**STATED GOAL**
Copy the material from the line containing "the shrub in" up to and including the line containing "[(133, 267)]", swapping "lesson" for "exercise" and leaving everything else unchanged.

**ENTRIES SHOWN**

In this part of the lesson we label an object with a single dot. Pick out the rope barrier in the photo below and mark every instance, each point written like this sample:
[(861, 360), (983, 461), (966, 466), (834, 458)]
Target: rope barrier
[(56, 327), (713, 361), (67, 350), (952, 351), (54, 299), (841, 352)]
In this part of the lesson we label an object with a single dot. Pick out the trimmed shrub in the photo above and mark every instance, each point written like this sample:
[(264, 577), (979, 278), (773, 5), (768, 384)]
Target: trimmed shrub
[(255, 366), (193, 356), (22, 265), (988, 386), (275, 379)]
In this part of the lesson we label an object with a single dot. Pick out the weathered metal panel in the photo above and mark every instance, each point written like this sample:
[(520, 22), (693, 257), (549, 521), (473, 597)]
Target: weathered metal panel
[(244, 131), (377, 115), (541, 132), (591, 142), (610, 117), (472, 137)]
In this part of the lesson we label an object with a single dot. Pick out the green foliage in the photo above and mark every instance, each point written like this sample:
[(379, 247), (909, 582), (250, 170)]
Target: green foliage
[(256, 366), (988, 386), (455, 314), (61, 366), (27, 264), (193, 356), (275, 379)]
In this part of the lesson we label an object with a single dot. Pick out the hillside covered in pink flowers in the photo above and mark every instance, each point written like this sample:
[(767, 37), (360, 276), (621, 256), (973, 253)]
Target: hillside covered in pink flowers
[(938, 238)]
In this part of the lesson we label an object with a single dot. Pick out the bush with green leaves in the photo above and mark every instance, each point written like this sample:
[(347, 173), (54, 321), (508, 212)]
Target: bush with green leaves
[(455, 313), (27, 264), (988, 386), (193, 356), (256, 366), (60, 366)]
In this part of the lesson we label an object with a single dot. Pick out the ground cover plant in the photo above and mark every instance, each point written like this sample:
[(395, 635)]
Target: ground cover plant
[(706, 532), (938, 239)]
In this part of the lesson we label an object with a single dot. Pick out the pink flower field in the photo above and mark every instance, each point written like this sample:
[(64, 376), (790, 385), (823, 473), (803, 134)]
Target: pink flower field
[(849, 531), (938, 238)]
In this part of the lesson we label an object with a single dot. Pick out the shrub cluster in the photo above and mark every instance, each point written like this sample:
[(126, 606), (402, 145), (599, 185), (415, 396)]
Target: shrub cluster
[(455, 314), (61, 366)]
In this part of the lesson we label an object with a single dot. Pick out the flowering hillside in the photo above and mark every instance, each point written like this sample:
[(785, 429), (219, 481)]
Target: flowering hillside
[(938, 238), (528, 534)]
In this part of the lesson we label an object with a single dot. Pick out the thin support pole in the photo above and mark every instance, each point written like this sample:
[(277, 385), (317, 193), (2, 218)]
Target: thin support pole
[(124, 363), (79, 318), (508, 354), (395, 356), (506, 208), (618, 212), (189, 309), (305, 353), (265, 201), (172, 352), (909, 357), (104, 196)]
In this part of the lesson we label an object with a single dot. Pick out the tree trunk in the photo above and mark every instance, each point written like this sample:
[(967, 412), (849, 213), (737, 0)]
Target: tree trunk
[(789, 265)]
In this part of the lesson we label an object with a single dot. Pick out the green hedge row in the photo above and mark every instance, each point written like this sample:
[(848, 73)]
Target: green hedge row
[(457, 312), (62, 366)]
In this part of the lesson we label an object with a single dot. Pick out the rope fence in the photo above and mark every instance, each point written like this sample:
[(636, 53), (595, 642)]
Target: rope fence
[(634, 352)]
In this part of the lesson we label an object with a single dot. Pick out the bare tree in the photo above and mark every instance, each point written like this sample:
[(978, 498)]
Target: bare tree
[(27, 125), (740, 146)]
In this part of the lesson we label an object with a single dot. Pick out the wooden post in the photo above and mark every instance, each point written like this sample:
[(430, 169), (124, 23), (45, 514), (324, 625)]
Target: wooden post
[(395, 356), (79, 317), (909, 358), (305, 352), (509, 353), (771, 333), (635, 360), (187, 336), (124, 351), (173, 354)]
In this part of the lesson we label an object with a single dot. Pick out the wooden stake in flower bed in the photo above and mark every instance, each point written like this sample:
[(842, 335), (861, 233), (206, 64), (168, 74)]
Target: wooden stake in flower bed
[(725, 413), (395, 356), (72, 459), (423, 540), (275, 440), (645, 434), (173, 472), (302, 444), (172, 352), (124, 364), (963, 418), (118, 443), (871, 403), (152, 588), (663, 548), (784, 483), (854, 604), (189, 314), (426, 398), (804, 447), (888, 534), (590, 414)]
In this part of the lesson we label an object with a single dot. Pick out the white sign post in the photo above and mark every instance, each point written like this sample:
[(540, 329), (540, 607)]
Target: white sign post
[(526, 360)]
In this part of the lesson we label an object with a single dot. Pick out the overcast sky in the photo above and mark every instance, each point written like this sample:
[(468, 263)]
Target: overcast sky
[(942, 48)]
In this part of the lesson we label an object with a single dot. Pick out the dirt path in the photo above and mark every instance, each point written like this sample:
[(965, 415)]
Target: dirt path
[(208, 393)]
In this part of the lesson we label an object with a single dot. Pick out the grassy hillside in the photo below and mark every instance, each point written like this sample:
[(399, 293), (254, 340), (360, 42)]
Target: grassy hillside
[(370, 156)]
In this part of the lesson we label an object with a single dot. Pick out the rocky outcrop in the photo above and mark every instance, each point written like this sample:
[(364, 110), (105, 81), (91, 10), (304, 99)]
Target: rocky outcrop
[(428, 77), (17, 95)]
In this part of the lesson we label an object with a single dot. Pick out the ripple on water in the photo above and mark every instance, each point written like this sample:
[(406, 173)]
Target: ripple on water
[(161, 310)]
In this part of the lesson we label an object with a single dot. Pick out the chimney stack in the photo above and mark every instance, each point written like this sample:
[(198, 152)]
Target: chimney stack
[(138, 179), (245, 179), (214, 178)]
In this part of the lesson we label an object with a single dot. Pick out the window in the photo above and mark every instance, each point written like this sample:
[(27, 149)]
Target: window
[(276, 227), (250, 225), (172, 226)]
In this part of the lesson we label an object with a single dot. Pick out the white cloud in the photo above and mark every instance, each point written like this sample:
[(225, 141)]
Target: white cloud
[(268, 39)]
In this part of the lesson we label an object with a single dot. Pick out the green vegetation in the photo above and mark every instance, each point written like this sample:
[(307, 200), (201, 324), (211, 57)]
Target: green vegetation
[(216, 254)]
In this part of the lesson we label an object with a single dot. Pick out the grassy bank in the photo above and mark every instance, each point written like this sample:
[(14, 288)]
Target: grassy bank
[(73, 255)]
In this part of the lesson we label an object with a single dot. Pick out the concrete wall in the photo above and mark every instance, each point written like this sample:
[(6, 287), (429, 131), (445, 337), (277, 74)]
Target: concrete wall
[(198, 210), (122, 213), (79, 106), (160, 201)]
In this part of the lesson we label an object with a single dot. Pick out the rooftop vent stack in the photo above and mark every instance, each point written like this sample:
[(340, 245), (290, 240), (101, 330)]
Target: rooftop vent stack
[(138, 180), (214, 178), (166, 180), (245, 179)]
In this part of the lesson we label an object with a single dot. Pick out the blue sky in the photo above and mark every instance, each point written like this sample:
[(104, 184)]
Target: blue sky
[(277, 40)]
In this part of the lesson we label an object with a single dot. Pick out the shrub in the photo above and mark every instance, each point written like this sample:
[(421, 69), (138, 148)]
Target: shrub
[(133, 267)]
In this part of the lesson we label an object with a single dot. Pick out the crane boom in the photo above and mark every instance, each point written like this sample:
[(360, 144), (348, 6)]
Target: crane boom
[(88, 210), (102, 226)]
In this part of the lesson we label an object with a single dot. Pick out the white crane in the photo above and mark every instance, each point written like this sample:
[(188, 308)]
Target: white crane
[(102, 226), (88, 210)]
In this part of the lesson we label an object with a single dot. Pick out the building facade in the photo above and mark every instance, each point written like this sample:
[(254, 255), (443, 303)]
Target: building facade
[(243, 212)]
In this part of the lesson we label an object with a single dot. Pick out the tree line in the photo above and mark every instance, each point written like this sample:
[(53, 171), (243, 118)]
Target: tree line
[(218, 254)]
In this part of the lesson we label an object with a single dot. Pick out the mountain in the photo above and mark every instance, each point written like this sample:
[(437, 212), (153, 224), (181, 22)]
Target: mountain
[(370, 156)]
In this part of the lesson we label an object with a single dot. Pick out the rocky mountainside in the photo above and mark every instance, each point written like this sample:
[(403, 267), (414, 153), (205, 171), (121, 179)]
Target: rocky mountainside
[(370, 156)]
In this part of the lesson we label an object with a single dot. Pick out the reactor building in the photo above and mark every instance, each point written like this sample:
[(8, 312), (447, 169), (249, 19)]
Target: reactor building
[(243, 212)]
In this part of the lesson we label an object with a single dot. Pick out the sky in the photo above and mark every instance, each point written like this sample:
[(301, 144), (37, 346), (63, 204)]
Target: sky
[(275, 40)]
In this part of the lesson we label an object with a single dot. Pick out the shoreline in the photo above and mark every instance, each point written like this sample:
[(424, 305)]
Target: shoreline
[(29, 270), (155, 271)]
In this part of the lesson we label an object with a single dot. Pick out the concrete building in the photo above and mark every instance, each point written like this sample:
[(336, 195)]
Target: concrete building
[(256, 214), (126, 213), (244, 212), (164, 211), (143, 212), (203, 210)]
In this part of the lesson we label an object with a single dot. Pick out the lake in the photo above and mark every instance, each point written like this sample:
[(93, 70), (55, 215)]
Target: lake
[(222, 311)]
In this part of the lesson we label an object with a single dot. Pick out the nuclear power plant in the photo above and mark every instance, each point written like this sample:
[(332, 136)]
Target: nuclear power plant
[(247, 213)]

**RESPONSE FOR THIS EXERCISE**
In this part of the exercise we label an object with a single dot. Pick out the shrub in the photo above and mark every instance, each point written like this sample:
[(421, 69), (138, 148)]
Target: shrub
[(133, 267)]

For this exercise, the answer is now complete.